## WHAT IS BEING ASKED
Your task is to quote the material that follows, in full and exactly.

[Begin ROWS]

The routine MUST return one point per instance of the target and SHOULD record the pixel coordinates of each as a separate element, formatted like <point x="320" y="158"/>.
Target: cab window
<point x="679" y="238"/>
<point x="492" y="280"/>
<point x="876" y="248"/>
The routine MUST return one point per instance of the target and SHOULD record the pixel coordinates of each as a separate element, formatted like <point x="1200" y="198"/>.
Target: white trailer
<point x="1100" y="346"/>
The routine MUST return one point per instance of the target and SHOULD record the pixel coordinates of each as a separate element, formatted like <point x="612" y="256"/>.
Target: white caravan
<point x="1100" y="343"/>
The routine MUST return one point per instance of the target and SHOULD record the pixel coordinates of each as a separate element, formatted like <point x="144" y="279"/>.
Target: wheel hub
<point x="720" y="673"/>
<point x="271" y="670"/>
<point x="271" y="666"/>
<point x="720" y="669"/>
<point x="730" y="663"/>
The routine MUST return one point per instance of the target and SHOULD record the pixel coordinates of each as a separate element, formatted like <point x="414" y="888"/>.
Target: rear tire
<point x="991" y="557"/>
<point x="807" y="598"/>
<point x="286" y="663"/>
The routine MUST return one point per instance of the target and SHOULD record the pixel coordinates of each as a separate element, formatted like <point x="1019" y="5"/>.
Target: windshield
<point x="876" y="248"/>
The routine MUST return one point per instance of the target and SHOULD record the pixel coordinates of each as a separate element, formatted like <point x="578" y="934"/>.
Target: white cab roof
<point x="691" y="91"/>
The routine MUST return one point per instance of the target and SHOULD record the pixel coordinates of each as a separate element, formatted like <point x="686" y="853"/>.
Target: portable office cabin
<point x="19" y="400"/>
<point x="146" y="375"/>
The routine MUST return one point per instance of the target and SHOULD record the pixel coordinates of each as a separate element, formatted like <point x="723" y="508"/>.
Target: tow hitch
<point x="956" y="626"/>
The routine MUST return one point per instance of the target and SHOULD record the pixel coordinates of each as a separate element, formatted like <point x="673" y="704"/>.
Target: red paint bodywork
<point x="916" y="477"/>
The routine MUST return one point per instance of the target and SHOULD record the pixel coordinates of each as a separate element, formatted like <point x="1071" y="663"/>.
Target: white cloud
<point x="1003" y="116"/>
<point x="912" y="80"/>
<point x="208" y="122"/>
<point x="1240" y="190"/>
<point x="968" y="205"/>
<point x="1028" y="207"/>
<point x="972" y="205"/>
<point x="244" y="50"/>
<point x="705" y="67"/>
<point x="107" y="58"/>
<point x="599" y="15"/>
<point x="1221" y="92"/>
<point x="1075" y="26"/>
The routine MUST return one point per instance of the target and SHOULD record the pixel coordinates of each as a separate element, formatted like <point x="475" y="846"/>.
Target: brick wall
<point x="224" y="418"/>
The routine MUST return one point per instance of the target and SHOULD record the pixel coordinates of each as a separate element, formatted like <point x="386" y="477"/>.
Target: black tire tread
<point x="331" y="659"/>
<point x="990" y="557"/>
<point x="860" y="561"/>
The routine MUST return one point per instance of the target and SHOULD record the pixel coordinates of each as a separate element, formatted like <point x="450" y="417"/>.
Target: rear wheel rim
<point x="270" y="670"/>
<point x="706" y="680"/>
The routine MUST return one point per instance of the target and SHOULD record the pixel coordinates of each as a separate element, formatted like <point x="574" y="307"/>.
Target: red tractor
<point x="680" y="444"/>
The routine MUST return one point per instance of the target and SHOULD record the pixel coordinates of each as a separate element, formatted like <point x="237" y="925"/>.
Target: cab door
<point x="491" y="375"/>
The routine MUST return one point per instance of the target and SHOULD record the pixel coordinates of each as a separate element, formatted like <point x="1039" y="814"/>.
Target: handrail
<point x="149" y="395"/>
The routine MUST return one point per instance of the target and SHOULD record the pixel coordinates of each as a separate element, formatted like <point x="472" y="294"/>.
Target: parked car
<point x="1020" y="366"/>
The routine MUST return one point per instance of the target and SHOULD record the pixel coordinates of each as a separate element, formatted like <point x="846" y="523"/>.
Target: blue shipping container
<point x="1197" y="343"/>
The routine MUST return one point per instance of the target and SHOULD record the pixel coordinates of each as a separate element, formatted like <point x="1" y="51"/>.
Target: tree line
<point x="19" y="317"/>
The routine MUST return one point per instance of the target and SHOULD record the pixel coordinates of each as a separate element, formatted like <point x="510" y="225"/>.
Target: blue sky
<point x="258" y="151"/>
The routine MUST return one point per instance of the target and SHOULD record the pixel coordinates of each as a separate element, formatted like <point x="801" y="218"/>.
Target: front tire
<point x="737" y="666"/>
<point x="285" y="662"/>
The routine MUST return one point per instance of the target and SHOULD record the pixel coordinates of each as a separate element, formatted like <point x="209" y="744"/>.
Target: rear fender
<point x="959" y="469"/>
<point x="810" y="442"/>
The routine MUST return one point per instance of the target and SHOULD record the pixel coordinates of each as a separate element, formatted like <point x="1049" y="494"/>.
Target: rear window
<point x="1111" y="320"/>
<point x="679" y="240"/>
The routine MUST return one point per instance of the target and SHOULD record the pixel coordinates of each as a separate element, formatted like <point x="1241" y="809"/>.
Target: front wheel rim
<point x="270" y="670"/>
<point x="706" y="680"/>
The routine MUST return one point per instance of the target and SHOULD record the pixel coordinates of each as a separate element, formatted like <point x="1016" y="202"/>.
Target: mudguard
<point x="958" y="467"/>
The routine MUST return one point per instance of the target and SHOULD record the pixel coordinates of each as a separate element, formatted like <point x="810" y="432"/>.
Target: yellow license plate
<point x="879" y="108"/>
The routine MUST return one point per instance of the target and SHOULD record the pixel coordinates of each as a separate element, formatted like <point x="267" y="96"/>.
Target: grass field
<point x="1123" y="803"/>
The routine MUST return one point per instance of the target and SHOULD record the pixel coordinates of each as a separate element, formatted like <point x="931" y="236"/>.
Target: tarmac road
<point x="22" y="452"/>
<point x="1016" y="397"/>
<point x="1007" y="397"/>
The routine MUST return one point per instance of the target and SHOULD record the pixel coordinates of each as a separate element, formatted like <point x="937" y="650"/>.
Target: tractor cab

[End ROWS]

## SOLUTION FOR THIS PROBLEM
The routine MUST return one point per instance of the target and SHOULD record the pixel coordinates of each as a separate element, formatted like <point x="320" y="158"/>.
Target: cab window
<point x="679" y="238"/>
<point x="492" y="280"/>
<point x="876" y="248"/>
The routine MUST return one point per instance of the target and SHOULD record the pixel coordinates of each as a separate element, formatted like <point x="1200" y="198"/>.
Target: white trailer
<point x="1100" y="346"/>
The routine MUST return one point per instance of the target and SHOULD record the pixel coordinates of each as a separate element, formatted like <point x="612" y="256"/>.
Target: white caravan
<point x="1100" y="343"/>
The routine MUST return one point per instance of the target and SHOULD record the pixel coordinates of each as a separate element, formatted like <point x="144" y="279"/>.
Target: wheel hub
<point x="720" y="673"/>
<point x="271" y="670"/>
<point x="271" y="666"/>
<point x="720" y="669"/>
<point x="730" y="663"/>
The routine MUST return one point per instance of the target and SHOULD record the pixel coordinates of each as a separate element, formatted like <point x="414" y="888"/>.
Target: rear tire
<point x="991" y="557"/>
<point x="807" y="598"/>
<point x="286" y="663"/>
The routine MUST return one point per instance of the target and SHOULD record the pixel coordinates of each as a separate element, formatted like <point x="1019" y="5"/>.
Target: windshield
<point x="876" y="248"/>
The routine MUST return one point per instance of the target and SHOULD record the pixel coordinates of each as a separate element, formatted like <point x="578" y="934"/>.
Target: white cab roof
<point x="691" y="91"/>
The routine MUST return one point per instance of the target and SHOULD record the pixel coordinates of each as a separate element, formatted like <point x="686" y="853"/>.
Target: portable office cabin
<point x="19" y="400"/>
<point x="146" y="375"/>
The routine MUST return one point per instance of the target and SHOULD record the pixel coordinates of each as a separate element, formatted like <point x="723" y="508"/>.
Target: tow hitch
<point x="956" y="626"/>
The routine MUST return one point per instance of the target and SHOULD record the pixel coordinates of each as a separate element, formatted like <point x="673" y="704"/>.
Target: red paint bodywork
<point x="916" y="477"/>
The routine MUST return one point per instance of the target and SHOULD record the pixel coordinates of each as a separate element, formatted like <point x="1071" y="663"/>.
Target: white cloud
<point x="1003" y="116"/>
<point x="912" y="80"/>
<point x="208" y="122"/>
<point x="1240" y="190"/>
<point x="968" y="205"/>
<point x="1028" y="207"/>
<point x="972" y="205"/>
<point x="244" y="50"/>
<point x="705" y="67"/>
<point x="107" y="58"/>
<point x="599" y="15"/>
<point x="1221" y="92"/>
<point x="1075" y="26"/>
The routine MUST return one point per instance of the target and SHOULD record the pixel coordinates of each as a separate element, formatted like <point x="475" y="846"/>.
Target: brick wall
<point x="224" y="418"/>
The routine MUST return one point per instance of the target and SHOULD record the pixel coordinates of each as a separate element, formatted like <point x="386" y="477"/>.
Target: black tire tread
<point x="331" y="659"/>
<point x="990" y="557"/>
<point x="860" y="561"/>
The routine MUST return one point per instance of the target and SHOULD record the pixel coordinates of each as a separate element, formatted like <point x="450" y="417"/>.
Target: rear wheel rim
<point x="270" y="670"/>
<point x="706" y="680"/>
The routine MUST return one point per instance of the target and SHOULD record the pixel coordinates of each as a separate element, formatted like <point x="574" y="307"/>.
Target: red tractor
<point x="680" y="444"/>
The routine MUST return one point per instance of the target and SHOULD record the pixel coordinates of each as a separate element, formatted like <point x="237" y="925"/>.
Target: cab door
<point x="491" y="375"/>
The routine MUST return one point per instance of the target and SHOULD record the pixel coordinates of each as a separate element, formatted like <point x="1039" y="814"/>.
Target: handrail
<point x="149" y="395"/>
The routine MUST return one point per instance of the target and SHOULD record the pixel coordinates of each as a separate element, formatted like <point x="472" y="294"/>.
Target: parked car
<point x="1020" y="366"/>
The routine MUST return one point per instance of the target and SHOULD record the pixel coordinates of each as a separate element, formatted like <point x="846" y="523"/>.
Target: blue shipping container
<point x="1197" y="343"/>
The routine MUST return one point per instance of the target and SHOULD record the pixel coordinates of each as a separate element, formatted like <point x="1" y="51"/>.
Target: tree line
<point x="19" y="317"/>
The routine MUST return one point per instance of the target and SHOULD record the pixel coordinates of each as a separate element, formatted like <point x="510" y="225"/>.
Target: blue sky
<point x="258" y="151"/>
The routine MUST return one point per instance of the target and SHOULD record the pixel coordinates of each as a separate element, formatted like <point x="801" y="218"/>.
Target: front tire
<point x="737" y="666"/>
<point x="285" y="662"/>
The routine MUST return one point per instance of the target and SHOULD record the pixel coordinates of each as a separate element, formatted like <point x="209" y="744"/>.
Target: rear fender
<point x="959" y="469"/>
<point x="810" y="442"/>
The routine MUST return one point per instance of the target and SHOULD record the pixel coordinates of each as a separate element, formatted like <point x="1049" y="494"/>.
Target: rear window
<point x="1111" y="320"/>
<point x="679" y="240"/>
The routine MUST return one point per instance of the target and SHOULD record the pixel coordinates of each as a separate element, formatted like <point x="1241" y="809"/>.
Target: front wheel rim
<point x="270" y="670"/>
<point x="706" y="680"/>
The routine MUST return one point per instance of the target and SHOULD record the pixel coordinates of each as a separate element, formatted like <point x="1016" y="202"/>.
Target: mudguard
<point x="958" y="467"/>
The routine MUST return one point per instance of the target and SHOULD record the pixel coordinates of each as a separate element, formatted like <point x="810" y="432"/>.
Target: yellow license plate
<point x="879" y="108"/>
The routine MUST return one point per instance of the target and SHOULD record the pixel coordinates of each as a separate element, formatted like <point x="267" y="96"/>.
Target: grass field
<point x="1123" y="803"/>
The routine MUST return one point per instance of the target and SHOULD record the pixel coordinates of each as a separate element, formatted like <point x="931" y="236"/>.
Target: tarmac road
<point x="22" y="452"/>
<point x="1016" y="397"/>
<point x="1007" y="397"/>
The routine MUST return one point per instance of the target and SHOULD record the pixel coordinates of each as a separate element, formatted like <point x="937" y="650"/>.
Target: tractor cab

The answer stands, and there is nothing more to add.